#### Extract:
+++
Production Designer Lawrence G. Paull, who was nominated for an Academy Award and won the British Academy Award for Blade Runner, brings his spectacular imagery to the earthquake ravaged Los Angeles of the future in which the only currency is the will to survive.

The jumble of huts and shanties located along a deserted landfill in Carson, CA were inspired by photographs obtained by Paull of the Mexico earthquake and an earthquake in China that killed 600,000 people. The area was transformed into a squalid mile-long strip of lean-to’s and scrap metal shanties where a narrow road was carved between huge
chilling Sunset Boulevard after a 9.6 earthquake.

"People are basically living on the streets on this island of Los Angeles. Therefore, I had to create a world of night markets and survival housing that spoke to the ingenuity of mankind," said Paull. "It became a textured, multi-layered concept, which began with giant piles of rubble and evolved into the look and style of the exterior of the streets."

"Since most of the film was shot at night, the challenge was in keeping the artificial lighting out of the exterior shots. We were constantly on the lookout for any street lights, traffic signals and the need to shut off people’s lights way off in the distance. I had to design rubble cut-outs to block out neon sign throughout Los Angeles."

"We assumed the earthquake occurred during rush hour so we had a scene along a wrecked Santa Monica freeway, continues Paull. This scene was shot in another part of the land fill in Carson where over 200 trashed vehicles were brought in from an auto demolition yard and dumped in a jumbled maze. These battered vehicles became a city of cars where people were forced to live."

Happy Kingdom, where the film’s finale is lensed, was shot in on the back lot at Universal Studios, which was dressed as a decaying and earthquake damaged theme park.

Buena Vista Visual Effects helped to create a tsunami wave rolling down Wilshire Boulevard and a futuristic one-man submarine speeding underwater through a submerged San Fernando Valley, as designed by Lawrence Paull.

"The problem in working with miniatures and water is scale, says producer Hill. If a wave hits a miniature beach it’s obvious and you cannot make miniature water. Hence, the tsunami became a challenge. We found a perpetual wave machine, called Wave Loch, in a theme park in Texas. We combined stunt doubling on this machine with a green screen and matte paintings o assemble a really exciting tsunami," explains Hill.

Academy Award winner for best make-up, Rick Baker (Ed Wood, Harry and the Hendersons, An American Werewolf in London) created specialized prosthetic make-up for many of the characters in the film, particularly The Surgeon General of Beverly Hills. World renowned for it’s great cosmetic surgeons, Beverly Hills was taken to it’s ultimate extreme. The Surgeon General of Beverly Hills, as played by Bruce Campbell, is an example of cosmetic surgery gone too far.
+++
#### Stored data:
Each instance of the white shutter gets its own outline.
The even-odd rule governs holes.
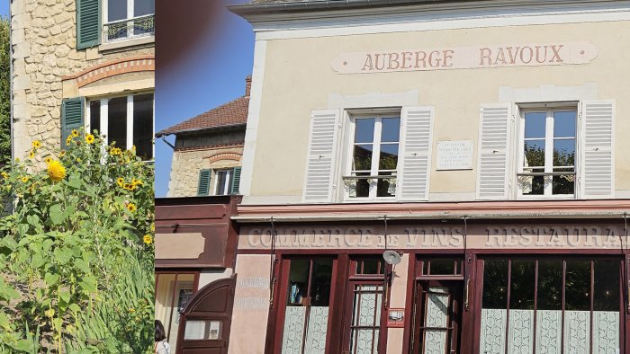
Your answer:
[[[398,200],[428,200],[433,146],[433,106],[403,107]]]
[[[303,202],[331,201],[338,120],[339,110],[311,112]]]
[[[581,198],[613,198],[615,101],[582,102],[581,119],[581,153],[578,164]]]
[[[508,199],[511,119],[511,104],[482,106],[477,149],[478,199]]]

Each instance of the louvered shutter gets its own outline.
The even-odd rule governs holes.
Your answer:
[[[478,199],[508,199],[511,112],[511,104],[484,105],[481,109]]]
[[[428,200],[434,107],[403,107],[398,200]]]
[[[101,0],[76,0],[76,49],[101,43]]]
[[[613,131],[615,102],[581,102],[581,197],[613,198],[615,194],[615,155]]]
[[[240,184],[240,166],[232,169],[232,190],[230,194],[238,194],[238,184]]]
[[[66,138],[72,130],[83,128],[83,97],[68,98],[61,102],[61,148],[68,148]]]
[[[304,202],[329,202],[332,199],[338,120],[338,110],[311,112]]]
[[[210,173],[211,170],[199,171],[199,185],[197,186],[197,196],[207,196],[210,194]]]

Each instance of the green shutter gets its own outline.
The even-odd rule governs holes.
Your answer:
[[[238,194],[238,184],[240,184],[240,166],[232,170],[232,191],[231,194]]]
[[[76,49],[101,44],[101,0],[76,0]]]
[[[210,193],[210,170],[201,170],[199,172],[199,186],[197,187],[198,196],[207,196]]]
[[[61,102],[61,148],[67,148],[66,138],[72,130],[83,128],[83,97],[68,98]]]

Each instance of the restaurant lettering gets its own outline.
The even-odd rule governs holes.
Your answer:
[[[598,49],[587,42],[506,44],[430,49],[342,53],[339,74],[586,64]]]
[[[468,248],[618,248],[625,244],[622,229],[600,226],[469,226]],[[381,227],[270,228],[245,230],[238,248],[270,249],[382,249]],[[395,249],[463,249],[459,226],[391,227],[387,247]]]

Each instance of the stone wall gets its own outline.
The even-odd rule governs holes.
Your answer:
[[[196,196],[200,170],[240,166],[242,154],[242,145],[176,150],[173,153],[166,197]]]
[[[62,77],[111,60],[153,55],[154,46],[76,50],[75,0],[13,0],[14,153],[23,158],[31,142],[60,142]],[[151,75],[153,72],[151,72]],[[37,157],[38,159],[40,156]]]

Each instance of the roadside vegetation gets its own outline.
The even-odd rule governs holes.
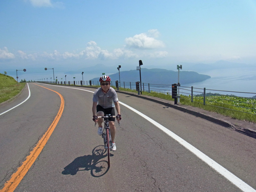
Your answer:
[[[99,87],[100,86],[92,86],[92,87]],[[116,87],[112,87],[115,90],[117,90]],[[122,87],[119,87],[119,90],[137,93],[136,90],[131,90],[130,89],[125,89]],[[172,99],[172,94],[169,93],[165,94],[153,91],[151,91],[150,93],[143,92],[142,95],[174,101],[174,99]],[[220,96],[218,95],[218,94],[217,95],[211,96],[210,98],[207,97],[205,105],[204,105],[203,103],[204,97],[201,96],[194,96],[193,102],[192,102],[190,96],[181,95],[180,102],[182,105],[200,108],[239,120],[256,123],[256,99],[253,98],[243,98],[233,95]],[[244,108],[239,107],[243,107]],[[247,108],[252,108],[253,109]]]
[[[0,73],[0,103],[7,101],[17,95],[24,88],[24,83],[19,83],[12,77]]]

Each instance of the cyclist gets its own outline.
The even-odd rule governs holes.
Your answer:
+++
Decide whether each statement agrees with the production notes, answering yes or no and quoting the deciding words: 1. The tsunami was filmed with a wave machine found in a Texas theme park. 2. The Happy Kingdom finale was shot at the Carson landfill. 3. Most of the film was shot in daylight. The items above are separate from the production notes and unrelated to them.

1. Yes: "We found a perpetual wave machine, called Wave Loch, in a theme park in Texas."
2. No: "was shot in on the back lot at Universal Studios"
3. No: "Since most of the film was shot at night"